━━━━━ Dataset excerpts ━━━━━
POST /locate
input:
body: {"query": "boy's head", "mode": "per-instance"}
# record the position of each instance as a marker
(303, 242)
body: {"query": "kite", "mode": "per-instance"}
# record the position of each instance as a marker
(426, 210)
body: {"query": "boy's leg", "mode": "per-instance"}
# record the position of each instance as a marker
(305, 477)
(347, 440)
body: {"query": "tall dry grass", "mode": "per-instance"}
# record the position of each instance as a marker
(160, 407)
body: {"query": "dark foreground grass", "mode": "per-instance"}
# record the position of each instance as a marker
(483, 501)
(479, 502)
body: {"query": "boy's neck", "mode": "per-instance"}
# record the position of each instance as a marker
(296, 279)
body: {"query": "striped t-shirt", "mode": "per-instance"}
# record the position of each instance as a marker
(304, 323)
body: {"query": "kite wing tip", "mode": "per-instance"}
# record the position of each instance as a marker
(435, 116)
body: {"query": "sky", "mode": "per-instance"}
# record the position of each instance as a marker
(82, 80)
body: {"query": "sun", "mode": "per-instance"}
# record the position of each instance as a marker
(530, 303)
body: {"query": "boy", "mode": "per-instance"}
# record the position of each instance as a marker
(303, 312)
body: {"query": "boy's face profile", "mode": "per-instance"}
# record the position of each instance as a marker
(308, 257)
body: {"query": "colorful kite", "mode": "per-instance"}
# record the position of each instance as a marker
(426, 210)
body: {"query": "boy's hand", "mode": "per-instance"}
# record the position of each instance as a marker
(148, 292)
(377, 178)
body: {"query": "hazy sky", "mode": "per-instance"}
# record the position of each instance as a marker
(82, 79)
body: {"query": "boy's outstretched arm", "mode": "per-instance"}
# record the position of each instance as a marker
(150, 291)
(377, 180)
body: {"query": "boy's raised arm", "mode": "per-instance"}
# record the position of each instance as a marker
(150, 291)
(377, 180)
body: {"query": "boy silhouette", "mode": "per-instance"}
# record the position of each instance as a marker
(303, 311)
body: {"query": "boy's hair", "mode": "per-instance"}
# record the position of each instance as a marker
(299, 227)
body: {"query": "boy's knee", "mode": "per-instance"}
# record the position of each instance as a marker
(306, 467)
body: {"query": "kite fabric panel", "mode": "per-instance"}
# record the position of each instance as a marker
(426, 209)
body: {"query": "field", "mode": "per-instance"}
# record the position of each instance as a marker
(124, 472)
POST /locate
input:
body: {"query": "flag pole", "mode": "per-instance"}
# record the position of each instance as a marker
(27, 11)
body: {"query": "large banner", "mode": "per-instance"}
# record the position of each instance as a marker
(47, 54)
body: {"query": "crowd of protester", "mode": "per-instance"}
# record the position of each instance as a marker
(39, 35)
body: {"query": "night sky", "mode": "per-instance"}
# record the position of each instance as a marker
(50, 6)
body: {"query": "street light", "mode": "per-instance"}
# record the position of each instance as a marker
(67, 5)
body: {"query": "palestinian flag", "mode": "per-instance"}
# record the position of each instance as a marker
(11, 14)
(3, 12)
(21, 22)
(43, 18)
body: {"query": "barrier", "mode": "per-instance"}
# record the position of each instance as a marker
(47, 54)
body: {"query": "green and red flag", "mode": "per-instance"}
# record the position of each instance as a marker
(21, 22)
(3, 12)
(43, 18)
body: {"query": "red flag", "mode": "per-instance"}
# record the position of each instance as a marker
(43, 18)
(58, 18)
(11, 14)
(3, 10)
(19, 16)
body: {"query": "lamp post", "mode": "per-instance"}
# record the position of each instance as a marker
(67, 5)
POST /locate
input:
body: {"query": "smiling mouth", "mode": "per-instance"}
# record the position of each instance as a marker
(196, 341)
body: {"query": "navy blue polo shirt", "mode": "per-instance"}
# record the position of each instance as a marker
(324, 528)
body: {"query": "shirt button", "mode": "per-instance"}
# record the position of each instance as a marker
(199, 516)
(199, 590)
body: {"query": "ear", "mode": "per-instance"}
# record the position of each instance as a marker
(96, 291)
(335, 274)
━━━━━
| To do |
Reproduce the full listing word for word.

| Task solution |
POST /locate
input:
body: {"query": "boy's head", "mode": "per-instance"}
# record the position of each instance as a marker
(303, 242)
body: {"query": "kite", "mode": "per-instance"}
# record the position of each instance as a marker
(426, 210)
body: {"query": "boy's leg", "mode": "per-instance"}
# record the position of each instance as a marker
(305, 477)
(347, 440)
body: {"query": "tall dry grass", "mode": "per-instance"}
# record the position of each instance as a marker
(160, 407)
body: {"query": "dark foreground grass", "mode": "per-instance"}
# record the position of each instance as a marker
(483, 501)
(479, 502)
body: {"query": "boy's neck", "mode": "per-instance"}
# record the position of each instance as a marker
(296, 279)
body: {"query": "striped t-shirt", "mode": "per-instance"}
# record the position of each instance as a marker
(304, 323)
body: {"query": "kite wing tip", "mode": "per-instance"}
# record the position of each instance as a marker
(435, 116)
body: {"query": "sky", "mode": "per-instance"}
# record the position of each instance as a marker
(82, 80)
body: {"query": "sun", "mode": "per-instance"}
# record the position of each instance as a marker
(530, 303)
body: {"query": "boy", "mode": "per-instance"}
# record the position of each instance as a marker
(303, 312)
body: {"query": "boy's face profile", "mode": "per-instance"}
# record the position of each instance as a marker
(308, 257)
body: {"query": "colorful kite", "mode": "per-instance"}
# record the position of each instance as a marker
(426, 210)
body: {"query": "boy's hand", "mode": "per-instance"}
# record the position of each instance as a marker
(148, 292)
(377, 178)
body: {"query": "hazy sky", "mode": "per-instance"}
# record the position of each instance as a marker
(82, 79)
body: {"query": "boy's outstretched arm", "mode": "per-instance"}
# record the position of each instance as a marker
(150, 291)
(377, 180)
body: {"query": "boy's raised arm", "mode": "per-instance"}
# record the position of each instance as a marker
(150, 291)
(377, 180)
body: {"query": "boy silhouette", "mode": "per-instance"}
# record the position of each instance as a marker
(303, 311)
body: {"query": "boy's hair", "mode": "per-instance"}
# record the position of each instance as a marker
(299, 227)
body: {"query": "boy's knee", "mode": "per-instance"}
# record the position of each instance as a marker
(306, 467)
body: {"query": "kite fabric panel", "mode": "per-instance"}
# record the position of each instance as a marker
(426, 209)
body: {"query": "field", "mode": "per-instance"}
# record the position of each instance as a marker
(124, 472)
POST /locate
input:
body: {"query": "flag pole", "mode": "per-instance"}
# record the position of each instance as a marker
(27, 11)
body: {"query": "large banner", "mode": "per-instance"}
# record the position of each instance as a marker
(47, 54)
body: {"query": "crowd of protester", "mode": "per-instance"}
# record the position of each instance as a marker
(39, 35)
body: {"query": "night sky", "mode": "per-instance"}
# record the position of each instance as a marker
(50, 6)
body: {"query": "street light", "mode": "per-instance"}
# record the position of each instance as a marker
(67, 5)
body: {"query": "palestinian flag", "mode": "per-instance"}
# record the position of each instance as a marker
(11, 14)
(3, 12)
(21, 22)
(43, 18)
body: {"query": "barrier", "mode": "per-instance"}
# record the position of each instance as a marker
(47, 54)
body: {"query": "green and red flag", "mode": "per-instance"}
# record the position of each instance as a marker
(21, 22)
(3, 12)
(43, 18)
body: {"query": "red flag", "mode": "per-instance"}
# record the position of each instance as a marker
(43, 18)
(58, 18)
(11, 14)
(3, 10)
(19, 16)
body: {"query": "lamp post", "mode": "per-instance"}
# record the position of each instance as a marker
(67, 5)
POST /locate
input:
body: {"query": "smiling mouth", "mode": "per-instance"}
# record the position of each instance as a marker
(196, 341)
body: {"query": "navy blue polo shirt", "mode": "per-instance"}
# record the position of each instance as a marker
(324, 528)
body: {"query": "shirt button", "mode": "per-instance"}
# record the position of each instance as a marker
(199, 516)
(199, 590)
body: {"query": "ear", "mode": "per-instance"}
# record the position of each instance as a marker
(96, 291)
(335, 274)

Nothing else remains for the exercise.